#### [EXERCISE BRIEF]
Copy out word for word the part of the items below that opens with the line containing "Where can the deer's neck" and closes with the line containing "point(120, 450)", including both of those lines.

#### [SOURCE RECORDS]
■ ■ ■
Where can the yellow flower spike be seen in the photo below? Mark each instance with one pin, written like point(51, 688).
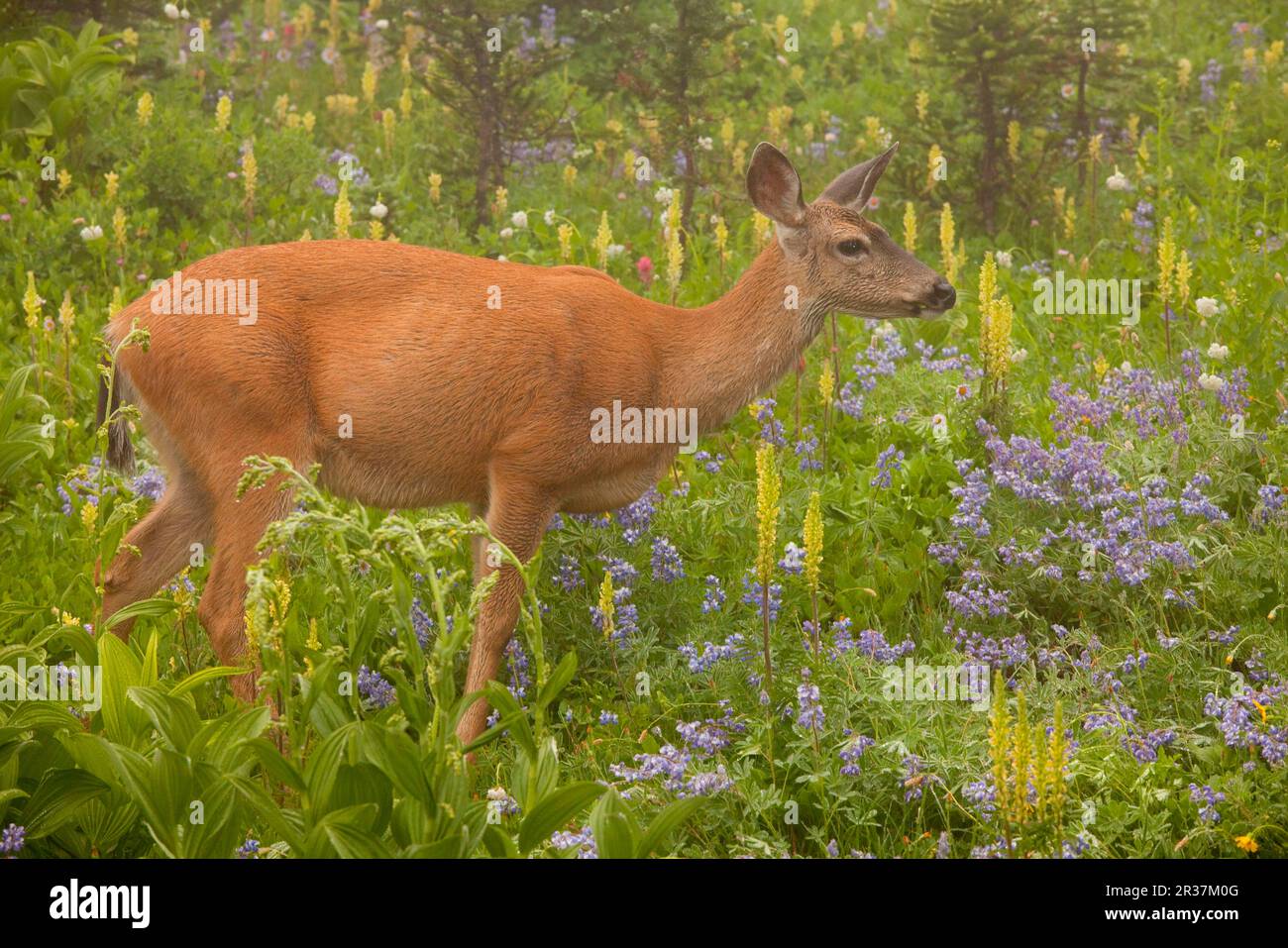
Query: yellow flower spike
■ ■ ■
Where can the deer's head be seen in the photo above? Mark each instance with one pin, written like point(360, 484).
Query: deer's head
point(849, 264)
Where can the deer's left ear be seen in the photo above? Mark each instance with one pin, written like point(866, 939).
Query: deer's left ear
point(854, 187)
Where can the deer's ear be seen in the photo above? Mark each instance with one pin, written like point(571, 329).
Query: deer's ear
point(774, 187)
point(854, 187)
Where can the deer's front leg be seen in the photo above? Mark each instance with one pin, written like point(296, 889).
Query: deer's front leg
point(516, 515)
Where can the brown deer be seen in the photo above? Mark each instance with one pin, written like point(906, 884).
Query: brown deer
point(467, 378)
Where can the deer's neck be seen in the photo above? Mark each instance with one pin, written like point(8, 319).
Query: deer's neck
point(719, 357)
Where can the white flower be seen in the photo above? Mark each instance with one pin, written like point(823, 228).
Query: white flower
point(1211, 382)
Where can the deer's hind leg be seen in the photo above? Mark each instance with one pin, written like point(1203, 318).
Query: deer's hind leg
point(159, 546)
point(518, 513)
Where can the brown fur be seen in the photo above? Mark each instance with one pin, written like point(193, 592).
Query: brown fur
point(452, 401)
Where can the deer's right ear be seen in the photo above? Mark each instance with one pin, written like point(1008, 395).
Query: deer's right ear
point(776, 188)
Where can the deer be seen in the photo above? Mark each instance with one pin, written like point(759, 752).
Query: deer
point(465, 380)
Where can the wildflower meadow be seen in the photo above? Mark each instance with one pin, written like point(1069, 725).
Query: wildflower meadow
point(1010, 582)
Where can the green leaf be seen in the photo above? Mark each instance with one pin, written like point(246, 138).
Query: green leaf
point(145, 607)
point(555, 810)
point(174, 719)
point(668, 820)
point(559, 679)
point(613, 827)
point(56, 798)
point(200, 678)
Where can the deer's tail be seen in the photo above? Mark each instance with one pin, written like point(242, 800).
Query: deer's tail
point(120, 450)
■ ■ ■
#### [TASK SOLUTION]
Where can the deer's neck be seen in the photo above? Mark each instance with one pin, written like point(8, 319).
Query: deer's neck
point(719, 357)
Where can the white flower be seen in the photo above? Mark each instance with one pin, written like point(823, 228).
Query: white flower
point(1211, 382)
Where can the deer's hind leg be seen in the photo above? Mark each instance with one pin, written like point(1203, 318).
Query: deer's hind leg
point(159, 546)
point(518, 513)
Where can the brown fur be seen in the photo above? Mark each instance with one pin, written like point(193, 592).
Query: brown fur
point(452, 401)
Where can the deer's right ear be seen in the photo above? Mark each instance with one pin, written like point(1008, 395).
Query: deer's right ear
point(776, 188)
Where can the deer be seen in the photo above? Mark each instance with one pin, written like point(759, 752).
Query: deer
point(465, 380)
Where can the wildflower meadow be seen in the photo above? Mark each instance with one pin, written like point(1069, 725).
Query: wildflower meadow
point(1010, 582)
Where can the green leaf be seen in the photo above? Mark each instance with one pin, written like point(246, 138).
Query: green leaf
point(145, 607)
point(555, 810)
point(174, 719)
point(668, 820)
point(559, 679)
point(613, 827)
point(56, 798)
point(200, 678)
Where can the deer's tail be seen in the photo above? Mark each instance with one pin, written like point(242, 800).
Query: deer's tail
point(120, 450)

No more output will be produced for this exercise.